◆ **INSTRUCTION**: Update the material starting at its first line and ending at the line containing "[(121, 87)]", putting "marker" wherever "keypoint" appears and leaving everything else unchanged.
══════
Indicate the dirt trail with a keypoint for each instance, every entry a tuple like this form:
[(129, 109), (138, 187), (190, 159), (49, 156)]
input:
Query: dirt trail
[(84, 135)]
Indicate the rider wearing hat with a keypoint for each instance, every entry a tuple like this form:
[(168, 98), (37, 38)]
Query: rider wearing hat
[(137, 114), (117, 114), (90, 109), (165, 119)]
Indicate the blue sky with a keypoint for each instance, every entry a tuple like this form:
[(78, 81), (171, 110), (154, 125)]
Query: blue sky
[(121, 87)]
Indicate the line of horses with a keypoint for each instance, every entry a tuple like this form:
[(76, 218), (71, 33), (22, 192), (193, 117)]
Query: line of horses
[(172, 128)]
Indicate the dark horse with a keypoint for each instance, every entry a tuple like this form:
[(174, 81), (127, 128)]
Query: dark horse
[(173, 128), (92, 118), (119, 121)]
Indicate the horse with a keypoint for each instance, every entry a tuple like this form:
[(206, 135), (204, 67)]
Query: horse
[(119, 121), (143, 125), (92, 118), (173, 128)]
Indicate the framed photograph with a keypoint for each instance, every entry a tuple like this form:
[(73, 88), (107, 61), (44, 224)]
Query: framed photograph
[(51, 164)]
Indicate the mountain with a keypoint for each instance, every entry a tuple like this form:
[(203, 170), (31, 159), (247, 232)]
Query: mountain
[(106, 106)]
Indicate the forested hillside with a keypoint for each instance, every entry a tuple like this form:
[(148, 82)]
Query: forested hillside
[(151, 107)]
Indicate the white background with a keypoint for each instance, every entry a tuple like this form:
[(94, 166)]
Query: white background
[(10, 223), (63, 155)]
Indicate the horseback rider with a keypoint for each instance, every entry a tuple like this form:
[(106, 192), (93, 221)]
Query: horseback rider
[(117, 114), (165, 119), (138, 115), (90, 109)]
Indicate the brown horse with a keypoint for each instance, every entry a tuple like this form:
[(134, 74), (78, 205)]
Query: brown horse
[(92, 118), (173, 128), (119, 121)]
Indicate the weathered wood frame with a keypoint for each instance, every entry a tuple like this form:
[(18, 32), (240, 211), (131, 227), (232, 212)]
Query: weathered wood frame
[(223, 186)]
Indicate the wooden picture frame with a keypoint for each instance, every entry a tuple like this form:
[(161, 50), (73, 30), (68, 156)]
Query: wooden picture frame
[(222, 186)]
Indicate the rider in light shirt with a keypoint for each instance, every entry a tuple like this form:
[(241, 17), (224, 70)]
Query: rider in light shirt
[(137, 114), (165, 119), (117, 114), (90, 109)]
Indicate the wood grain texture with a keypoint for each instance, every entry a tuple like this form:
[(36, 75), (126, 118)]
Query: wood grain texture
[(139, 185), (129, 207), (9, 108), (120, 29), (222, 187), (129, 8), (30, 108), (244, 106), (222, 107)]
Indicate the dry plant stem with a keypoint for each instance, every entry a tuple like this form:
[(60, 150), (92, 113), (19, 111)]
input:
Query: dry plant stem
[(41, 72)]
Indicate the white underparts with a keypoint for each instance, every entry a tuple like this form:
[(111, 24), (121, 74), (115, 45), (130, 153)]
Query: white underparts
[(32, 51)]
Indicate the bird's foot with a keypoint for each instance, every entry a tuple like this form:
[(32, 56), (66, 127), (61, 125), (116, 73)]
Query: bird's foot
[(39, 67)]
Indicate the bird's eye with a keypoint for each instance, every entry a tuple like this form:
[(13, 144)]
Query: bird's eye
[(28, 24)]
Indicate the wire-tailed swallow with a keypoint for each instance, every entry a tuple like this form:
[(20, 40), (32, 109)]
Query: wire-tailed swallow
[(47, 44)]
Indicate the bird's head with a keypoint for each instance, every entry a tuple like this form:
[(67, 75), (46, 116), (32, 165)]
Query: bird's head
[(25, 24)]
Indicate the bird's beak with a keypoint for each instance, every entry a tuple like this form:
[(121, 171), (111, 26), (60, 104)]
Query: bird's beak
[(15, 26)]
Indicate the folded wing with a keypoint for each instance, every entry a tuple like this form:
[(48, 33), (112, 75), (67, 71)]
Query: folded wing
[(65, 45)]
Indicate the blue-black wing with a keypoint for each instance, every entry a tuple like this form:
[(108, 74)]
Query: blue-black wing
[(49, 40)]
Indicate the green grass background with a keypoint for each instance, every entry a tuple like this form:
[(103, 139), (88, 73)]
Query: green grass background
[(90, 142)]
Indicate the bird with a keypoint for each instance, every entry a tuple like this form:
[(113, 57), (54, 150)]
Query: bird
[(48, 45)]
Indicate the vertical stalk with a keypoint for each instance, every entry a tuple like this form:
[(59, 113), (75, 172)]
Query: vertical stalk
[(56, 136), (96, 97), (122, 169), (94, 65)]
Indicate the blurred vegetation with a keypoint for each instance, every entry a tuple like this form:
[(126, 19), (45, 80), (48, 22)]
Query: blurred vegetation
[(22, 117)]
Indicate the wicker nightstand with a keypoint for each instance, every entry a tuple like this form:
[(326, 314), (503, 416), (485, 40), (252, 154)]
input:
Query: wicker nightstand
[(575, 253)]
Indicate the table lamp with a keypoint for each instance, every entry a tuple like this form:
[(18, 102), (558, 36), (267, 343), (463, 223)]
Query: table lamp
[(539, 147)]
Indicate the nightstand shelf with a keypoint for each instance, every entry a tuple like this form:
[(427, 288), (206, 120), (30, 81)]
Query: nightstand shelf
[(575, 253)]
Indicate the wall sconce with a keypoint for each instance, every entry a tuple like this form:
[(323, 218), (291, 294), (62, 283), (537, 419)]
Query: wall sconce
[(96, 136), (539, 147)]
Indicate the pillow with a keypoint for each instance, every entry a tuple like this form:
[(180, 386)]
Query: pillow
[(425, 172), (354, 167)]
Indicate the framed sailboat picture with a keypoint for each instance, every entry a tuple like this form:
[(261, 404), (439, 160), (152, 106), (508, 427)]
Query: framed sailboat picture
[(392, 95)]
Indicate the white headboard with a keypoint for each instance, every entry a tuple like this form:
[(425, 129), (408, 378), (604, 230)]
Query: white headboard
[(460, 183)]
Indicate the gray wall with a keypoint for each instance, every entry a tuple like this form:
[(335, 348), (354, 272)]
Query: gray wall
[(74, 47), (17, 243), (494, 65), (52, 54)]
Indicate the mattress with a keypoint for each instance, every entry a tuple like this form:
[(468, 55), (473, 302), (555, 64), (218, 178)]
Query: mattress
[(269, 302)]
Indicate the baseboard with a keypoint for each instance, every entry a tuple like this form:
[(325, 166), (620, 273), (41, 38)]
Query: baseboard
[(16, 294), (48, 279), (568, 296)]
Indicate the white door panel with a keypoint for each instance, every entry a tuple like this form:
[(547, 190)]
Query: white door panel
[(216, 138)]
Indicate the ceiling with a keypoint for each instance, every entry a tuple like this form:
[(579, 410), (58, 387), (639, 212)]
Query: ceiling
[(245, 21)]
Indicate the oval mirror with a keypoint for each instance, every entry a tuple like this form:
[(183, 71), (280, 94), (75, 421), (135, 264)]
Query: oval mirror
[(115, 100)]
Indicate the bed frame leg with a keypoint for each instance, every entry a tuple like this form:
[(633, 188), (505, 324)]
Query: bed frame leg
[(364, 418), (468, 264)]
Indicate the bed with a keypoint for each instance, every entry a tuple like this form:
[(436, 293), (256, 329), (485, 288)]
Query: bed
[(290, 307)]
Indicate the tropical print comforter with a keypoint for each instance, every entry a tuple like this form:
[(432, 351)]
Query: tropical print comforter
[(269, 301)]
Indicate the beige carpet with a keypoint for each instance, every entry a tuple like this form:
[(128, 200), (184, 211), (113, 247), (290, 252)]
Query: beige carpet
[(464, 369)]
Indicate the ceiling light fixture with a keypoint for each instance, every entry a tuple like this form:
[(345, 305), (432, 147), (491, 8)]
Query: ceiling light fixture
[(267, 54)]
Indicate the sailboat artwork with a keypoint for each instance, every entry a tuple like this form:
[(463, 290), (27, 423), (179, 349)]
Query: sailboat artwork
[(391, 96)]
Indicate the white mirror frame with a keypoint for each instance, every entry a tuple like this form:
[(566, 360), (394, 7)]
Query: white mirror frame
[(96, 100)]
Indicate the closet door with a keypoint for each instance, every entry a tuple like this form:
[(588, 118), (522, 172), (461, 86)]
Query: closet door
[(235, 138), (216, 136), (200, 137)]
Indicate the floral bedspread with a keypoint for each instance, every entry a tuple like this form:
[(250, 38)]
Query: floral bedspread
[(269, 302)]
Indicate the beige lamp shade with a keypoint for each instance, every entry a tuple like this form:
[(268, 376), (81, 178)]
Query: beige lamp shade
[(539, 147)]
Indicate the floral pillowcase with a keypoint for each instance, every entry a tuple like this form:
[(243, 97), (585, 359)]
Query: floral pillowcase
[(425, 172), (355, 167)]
══════
◆ **FINAL ANSWER**:
Indicate the dirt trail with a marker for each instance, every entry a tuple like this form:
[(129, 109), (138, 187), (190, 159), (49, 156)]
input:
Query: dirt trail
[(84, 135)]
Indicate the rider wearing hat with a marker for each instance, every entry a tuple like this form:
[(168, 98), (37, 38)]
Query: rider wearing hat
[(137, 114), (117, 114), (90, 109), (165, 119)]
Indicate the blue sky with a marker for each instance, every entry a tuple like this form:
[(78, 81), (171, 110), (154, 125)]
Query: blue sky
[(121, 87)]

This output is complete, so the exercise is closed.